▶ [Material provided]:
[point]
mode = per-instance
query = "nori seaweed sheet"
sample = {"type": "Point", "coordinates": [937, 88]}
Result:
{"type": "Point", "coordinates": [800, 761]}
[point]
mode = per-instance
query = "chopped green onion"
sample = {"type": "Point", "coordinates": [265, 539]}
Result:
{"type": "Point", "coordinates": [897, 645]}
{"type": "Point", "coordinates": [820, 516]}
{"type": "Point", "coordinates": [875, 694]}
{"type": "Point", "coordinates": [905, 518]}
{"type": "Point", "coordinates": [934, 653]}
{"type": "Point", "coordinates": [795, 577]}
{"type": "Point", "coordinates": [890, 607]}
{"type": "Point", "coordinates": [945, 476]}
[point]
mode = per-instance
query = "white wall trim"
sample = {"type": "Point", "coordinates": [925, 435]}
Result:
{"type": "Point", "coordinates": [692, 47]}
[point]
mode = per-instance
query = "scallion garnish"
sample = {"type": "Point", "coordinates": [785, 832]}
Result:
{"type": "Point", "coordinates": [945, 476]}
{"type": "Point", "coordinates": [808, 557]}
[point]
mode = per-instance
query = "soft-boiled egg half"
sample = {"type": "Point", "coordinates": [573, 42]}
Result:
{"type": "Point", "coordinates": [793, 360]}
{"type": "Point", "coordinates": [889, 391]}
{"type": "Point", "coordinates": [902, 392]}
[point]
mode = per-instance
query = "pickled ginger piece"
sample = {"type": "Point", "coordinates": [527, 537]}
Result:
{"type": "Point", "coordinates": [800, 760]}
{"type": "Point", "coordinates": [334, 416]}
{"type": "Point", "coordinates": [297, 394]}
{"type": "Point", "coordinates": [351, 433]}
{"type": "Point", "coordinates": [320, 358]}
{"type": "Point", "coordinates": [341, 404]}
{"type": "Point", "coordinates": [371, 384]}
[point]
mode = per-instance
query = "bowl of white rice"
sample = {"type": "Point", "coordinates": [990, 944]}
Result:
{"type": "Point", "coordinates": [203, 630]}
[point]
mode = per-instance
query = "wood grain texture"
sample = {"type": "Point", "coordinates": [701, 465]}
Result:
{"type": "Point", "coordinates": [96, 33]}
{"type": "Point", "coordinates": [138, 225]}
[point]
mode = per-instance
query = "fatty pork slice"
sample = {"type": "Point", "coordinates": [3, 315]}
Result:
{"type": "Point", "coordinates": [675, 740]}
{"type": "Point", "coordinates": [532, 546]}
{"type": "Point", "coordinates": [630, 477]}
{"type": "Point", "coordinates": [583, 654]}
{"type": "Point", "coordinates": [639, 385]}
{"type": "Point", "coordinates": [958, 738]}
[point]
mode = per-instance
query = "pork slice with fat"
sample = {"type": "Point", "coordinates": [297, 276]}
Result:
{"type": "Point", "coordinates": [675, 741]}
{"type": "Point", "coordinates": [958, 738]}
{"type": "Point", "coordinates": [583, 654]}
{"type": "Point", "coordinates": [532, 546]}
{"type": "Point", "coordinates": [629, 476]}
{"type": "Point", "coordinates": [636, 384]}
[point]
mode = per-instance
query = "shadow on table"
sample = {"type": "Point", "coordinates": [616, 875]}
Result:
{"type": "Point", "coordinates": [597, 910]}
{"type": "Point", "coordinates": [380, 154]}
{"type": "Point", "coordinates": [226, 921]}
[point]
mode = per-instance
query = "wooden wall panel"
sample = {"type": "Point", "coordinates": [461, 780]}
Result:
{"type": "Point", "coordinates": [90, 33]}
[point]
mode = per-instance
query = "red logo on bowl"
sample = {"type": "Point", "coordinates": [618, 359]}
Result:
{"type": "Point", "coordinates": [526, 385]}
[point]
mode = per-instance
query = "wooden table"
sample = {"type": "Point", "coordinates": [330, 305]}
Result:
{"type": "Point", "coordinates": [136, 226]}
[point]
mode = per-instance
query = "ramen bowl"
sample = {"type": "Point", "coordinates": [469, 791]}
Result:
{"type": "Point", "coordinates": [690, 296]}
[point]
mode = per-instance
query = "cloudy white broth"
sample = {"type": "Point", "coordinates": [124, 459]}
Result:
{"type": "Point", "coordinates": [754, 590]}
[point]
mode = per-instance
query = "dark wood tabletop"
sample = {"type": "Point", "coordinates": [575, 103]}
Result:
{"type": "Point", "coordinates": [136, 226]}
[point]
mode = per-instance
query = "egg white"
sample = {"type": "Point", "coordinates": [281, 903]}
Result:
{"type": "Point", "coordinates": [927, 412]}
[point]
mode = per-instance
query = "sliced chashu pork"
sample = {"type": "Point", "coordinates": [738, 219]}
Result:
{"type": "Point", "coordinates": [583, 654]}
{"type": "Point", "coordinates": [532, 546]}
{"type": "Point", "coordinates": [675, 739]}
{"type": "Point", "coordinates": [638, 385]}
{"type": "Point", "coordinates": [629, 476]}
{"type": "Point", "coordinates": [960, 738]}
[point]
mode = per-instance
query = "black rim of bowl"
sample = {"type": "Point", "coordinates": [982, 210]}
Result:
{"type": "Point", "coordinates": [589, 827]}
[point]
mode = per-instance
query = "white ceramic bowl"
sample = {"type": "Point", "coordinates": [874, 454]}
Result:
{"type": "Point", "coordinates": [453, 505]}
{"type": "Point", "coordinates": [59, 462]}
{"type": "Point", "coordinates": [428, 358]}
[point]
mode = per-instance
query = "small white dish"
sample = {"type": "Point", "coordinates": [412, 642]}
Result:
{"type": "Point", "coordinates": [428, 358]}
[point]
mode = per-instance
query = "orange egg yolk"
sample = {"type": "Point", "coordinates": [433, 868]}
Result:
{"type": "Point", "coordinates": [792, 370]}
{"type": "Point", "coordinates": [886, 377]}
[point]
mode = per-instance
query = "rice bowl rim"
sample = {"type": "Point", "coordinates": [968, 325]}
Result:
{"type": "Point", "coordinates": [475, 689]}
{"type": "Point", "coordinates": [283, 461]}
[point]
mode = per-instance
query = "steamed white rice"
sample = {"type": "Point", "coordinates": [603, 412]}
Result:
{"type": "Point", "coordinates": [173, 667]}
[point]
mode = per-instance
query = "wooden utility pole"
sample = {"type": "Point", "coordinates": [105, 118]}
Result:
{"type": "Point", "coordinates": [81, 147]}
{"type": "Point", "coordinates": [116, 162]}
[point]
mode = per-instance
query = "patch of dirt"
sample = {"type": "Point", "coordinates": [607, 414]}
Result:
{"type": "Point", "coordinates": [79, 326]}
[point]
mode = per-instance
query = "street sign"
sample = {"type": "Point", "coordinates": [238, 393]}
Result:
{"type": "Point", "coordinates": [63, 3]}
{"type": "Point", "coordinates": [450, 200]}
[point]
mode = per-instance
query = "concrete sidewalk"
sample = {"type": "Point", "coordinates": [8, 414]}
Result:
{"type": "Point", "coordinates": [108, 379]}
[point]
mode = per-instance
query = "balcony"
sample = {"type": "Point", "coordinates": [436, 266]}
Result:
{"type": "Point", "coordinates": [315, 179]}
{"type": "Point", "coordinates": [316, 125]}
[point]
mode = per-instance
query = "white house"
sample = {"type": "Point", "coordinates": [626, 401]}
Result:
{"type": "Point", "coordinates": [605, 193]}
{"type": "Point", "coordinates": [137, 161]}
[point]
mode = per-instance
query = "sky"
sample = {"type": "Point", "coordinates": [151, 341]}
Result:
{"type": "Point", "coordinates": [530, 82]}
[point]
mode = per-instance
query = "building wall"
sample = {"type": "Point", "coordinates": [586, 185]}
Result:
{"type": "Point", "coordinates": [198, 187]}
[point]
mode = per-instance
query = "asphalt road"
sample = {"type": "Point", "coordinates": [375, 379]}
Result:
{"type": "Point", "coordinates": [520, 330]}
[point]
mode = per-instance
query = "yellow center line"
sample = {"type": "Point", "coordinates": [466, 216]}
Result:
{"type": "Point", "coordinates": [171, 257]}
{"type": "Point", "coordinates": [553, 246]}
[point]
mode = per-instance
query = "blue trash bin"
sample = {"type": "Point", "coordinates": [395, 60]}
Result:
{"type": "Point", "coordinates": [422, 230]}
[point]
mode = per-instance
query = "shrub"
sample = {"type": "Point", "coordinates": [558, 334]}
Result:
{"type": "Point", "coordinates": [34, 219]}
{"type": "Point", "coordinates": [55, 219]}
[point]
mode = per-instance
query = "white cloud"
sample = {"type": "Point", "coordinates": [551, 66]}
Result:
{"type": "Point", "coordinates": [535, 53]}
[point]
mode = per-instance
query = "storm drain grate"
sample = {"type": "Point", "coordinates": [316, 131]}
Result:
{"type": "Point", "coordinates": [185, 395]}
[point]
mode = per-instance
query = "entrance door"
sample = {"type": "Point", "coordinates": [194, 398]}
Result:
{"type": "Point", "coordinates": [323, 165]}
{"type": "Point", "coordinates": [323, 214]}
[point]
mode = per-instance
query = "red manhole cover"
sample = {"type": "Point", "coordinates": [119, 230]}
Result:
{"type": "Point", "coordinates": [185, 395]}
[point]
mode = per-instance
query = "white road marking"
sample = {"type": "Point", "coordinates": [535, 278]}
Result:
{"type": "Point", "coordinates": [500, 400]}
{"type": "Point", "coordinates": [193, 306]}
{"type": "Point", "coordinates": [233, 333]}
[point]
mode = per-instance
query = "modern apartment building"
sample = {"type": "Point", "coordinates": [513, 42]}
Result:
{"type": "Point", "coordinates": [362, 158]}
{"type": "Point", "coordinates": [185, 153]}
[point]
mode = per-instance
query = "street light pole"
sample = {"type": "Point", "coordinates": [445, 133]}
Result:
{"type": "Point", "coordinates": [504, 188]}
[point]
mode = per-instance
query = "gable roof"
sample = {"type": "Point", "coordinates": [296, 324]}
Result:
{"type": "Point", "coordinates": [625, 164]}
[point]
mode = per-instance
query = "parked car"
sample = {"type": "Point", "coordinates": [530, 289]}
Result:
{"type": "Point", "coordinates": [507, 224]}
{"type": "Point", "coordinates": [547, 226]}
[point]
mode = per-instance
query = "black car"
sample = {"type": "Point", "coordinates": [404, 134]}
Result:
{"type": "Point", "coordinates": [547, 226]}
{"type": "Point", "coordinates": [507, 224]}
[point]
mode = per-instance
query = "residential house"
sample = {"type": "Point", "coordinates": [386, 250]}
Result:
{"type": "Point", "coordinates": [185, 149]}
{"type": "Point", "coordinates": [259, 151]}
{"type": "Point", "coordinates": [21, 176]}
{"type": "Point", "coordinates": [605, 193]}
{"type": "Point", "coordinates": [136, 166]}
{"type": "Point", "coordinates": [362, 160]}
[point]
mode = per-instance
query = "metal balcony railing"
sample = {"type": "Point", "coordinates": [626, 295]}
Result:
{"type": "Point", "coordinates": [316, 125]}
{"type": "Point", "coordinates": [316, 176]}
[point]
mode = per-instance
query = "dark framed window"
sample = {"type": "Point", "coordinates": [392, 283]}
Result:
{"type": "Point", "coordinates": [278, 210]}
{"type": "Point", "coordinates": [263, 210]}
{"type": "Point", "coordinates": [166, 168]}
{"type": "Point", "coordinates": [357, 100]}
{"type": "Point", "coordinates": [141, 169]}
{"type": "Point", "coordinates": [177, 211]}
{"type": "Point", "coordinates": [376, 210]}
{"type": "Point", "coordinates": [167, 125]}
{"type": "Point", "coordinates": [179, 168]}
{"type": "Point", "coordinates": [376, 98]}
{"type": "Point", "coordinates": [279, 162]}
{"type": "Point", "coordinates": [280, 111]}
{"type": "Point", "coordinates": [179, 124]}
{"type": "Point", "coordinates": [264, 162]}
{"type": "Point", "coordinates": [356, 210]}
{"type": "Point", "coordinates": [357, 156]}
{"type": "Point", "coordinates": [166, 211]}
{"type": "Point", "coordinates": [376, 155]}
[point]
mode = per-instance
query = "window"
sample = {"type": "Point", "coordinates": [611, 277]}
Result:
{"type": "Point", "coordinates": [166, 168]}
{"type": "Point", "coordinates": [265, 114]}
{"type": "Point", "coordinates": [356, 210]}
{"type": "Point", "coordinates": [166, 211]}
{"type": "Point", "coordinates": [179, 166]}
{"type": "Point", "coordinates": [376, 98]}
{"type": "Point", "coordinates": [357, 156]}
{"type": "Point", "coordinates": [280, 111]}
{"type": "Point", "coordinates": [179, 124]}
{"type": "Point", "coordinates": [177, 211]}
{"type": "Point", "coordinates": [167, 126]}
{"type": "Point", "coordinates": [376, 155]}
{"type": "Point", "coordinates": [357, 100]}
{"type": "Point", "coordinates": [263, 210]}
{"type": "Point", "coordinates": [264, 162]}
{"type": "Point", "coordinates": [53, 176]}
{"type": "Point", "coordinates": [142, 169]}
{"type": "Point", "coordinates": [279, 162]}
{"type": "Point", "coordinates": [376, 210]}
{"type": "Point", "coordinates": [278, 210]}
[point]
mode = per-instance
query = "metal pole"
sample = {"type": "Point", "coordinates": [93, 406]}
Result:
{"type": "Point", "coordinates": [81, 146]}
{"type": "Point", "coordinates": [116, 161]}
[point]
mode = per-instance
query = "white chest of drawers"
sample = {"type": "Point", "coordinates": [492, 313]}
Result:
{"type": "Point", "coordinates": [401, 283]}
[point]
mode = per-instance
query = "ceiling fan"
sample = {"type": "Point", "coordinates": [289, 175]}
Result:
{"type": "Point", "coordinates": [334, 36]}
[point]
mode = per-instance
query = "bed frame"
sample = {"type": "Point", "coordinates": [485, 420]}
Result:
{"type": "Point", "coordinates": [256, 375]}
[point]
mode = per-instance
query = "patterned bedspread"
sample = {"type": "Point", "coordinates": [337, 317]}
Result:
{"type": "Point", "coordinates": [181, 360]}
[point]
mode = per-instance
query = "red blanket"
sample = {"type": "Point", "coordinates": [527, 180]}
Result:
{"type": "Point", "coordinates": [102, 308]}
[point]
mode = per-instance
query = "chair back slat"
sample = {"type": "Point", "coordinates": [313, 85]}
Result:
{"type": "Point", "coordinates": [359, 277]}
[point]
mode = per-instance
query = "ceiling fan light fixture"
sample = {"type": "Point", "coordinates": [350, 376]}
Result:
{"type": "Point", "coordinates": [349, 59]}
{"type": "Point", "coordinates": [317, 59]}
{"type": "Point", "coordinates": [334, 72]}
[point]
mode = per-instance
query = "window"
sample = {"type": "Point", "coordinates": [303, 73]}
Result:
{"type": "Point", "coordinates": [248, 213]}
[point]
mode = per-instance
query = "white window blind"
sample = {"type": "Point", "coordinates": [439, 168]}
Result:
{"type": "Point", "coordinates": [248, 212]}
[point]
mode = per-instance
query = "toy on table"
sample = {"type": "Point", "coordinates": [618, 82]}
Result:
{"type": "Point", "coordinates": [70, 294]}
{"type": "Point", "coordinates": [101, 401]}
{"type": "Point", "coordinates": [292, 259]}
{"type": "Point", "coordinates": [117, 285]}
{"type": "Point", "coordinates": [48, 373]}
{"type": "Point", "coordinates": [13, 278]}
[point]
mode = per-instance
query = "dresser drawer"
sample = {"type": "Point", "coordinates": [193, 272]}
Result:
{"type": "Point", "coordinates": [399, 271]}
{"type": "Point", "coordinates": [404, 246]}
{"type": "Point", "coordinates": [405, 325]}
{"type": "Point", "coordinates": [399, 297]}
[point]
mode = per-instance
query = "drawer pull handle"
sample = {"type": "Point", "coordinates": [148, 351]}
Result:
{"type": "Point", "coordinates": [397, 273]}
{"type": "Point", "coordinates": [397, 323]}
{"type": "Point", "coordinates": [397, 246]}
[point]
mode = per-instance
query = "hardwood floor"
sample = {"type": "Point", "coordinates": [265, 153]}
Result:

▶ [What you are asked to do]: Gather every line above that contains the word "wooden", and copy each one out.

▶ [Output below]:
query = "wooden wall panel"
query = "wooden table"
query = "wooden utility pole"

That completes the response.